Prompt: Print the records exactly as they are written.

========

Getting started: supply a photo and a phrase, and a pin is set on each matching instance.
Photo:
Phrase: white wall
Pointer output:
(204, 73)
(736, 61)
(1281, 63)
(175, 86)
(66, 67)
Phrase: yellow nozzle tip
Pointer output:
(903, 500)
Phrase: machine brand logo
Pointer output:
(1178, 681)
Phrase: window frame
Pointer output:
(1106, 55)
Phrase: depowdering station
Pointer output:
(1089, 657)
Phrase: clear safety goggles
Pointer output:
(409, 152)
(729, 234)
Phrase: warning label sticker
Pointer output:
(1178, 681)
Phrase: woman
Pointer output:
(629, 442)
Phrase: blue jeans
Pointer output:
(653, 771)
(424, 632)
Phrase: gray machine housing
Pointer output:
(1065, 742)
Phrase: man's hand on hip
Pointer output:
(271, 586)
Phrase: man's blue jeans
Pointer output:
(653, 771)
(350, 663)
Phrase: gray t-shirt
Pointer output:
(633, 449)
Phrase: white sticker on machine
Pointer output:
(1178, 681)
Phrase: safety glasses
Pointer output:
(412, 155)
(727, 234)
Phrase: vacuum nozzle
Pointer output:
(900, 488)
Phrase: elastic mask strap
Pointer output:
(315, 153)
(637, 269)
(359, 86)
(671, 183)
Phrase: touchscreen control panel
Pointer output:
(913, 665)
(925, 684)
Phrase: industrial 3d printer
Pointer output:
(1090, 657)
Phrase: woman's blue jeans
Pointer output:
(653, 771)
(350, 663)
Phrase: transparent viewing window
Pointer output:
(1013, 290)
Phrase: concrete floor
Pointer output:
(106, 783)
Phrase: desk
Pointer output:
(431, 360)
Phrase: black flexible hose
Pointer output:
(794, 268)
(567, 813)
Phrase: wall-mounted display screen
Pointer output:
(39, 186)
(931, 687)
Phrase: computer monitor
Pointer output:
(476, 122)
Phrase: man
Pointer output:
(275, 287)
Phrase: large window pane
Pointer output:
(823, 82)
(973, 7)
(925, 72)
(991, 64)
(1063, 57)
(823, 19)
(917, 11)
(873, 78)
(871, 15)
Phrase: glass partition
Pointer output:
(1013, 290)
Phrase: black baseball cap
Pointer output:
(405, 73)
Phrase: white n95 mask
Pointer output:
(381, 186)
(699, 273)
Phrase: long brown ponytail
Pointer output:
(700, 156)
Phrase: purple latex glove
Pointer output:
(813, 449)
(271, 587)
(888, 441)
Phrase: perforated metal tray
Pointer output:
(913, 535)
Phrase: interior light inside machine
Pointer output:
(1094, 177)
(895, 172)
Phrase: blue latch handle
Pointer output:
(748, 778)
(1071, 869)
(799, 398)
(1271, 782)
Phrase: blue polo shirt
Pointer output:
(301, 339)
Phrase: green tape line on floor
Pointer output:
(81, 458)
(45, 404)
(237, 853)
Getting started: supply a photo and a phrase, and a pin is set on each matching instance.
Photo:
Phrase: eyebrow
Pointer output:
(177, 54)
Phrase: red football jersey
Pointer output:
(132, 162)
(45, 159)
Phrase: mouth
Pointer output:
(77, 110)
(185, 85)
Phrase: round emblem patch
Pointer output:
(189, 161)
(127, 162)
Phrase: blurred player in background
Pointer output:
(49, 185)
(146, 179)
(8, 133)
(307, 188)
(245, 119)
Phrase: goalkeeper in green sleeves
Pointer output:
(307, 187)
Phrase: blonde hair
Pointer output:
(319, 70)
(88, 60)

========

Task output:
Getting started: supply a photo and a phrase, and a pin is set on each matching instance.
Photo:
Phrase: white wall
Pointer output:
(204, 73)
(736, 61)
(1281, 63)
(175, 86)
(66, 67)
Phrase: yellow nozzle tip
Pointer output:
(903, 500)
Phrase: machine brand logo
Pointer output:
(1178, 681)
Phrase: window frame
Pointer output:
(1106, 55)
Phrase: depowdering station
Pointer output:
(1089, 657)
Phrase: clear safety goggles
Pointer output:
(409, 152)
(729, 234)
Phrase: warning label sticker
Pointer output:
(1178, 681)
Phrase: woman
Pointer output:
(629, 442)
Phrase: blue jeans
Pointer output:
(653, 771)
(424, 632)
Phrase: gray machine housing
Pointer output:
(1065, 742)
Phrase: man's hand on hip
Pointer output:
(271, 586)
Phrase: man's blue jeans
Pointer output:
(653, 771)
(350, 663)
Phrase: gray t-shirt
Pointer output:
(633, 449)
Phrase: white sticker on machine
Pointer output:
(1178, 681)
Phrase: safety glasses
Pointer output:
(412, 155)
(727, 234)
Phrase: vacuum nozzle
Pointer output:
(900, 488)
Phrase: elastic mask strap
Pointer output:
(315, 153)
(637, 269)
(359, 86)
(671, 183)
Phrase: touchscreen control panel
Pointer output:
(913, 665)
(925, 684)
Phrase: industrial 3d printer
Pointer output:
(1090, 657)
Phrase: woman's blue jeans
Pointer output:
(653, 771)
(350, 663)
Phrase: transparent viewing window
Pointer output:
(1013, 290)
Phrase: concrete floor
Pointer output:
(106, 783)
Phrase: desk
Pointer output:
(431, 360)
Phrase: black flexible hose
Pointer output:
(794, 268)
(567, 813)
Phrase: wall-mounted display screen
Pointer output:
(39, 186)
(931, 687)
Phrase: computer monitor
Pointer output:
(476, 122)
Phrase: man
Pointer output:
(275, 287)
Phrase: large window pane
Pointer output:
(823, 82)
(973, 7)
(925, 72)
(991, 64)
(1063, 57)
(823, 19)
(917, 11)
(873, 78)
(871, 15)
Phrase: glass partition
Pointer output:
(1013, 290)
Phrase: black baseball cap
Pointer output:
(405, 73)
Phrase: white n95 mask
Pointer output:
(381, 186)
(699, 273)
Phrase: long brown ponytail
Pointer output:
(700, 156)
Phrase: purple latex glove
Pointer output:
(813, 449)
(271, 587)
(888, 441)
Phrase: perforated metal tray
Pointer output:
(913, 535)
Phrase: interior light inside machine
Pointer output:
(1094, 177)
(895, 172)
Phrase: blue latch handle
Pointer output:
(748, 778)
(1071, 869)
(799, 398)
(1271, 782)
Phrase: blue polo shirt
Pointer output:
(301, 339)
Phrase: green tape line on floor
Pointer output:
(81, 458)
(45, 404)
(237, 853)
Getting started: supply a photo and a phrase, and a pin is set on each matching instance.
Photo:
Phrase: eyebrow
Pointer output:
(177, 54)
Phrase: red football jersey
Pointer output:
(132, 162)
(45, 159)
Phrase: mouth
Pointer output:
(77, 110)
(185, 85)
Phrase: round emblem patch
Pointer output:
(189, 161)
(127, 162)
Phrase: blurred player in background
Pointer output:
(49, 185)
(146, 179)
(8, 133)
(307, 188)
(245, 119)
Phrase: goalkeeper in green sleeves
Pointer output:
(307, 187)
Phrase: blonde hair
Pointer output:
(319, 70)
(88, 60)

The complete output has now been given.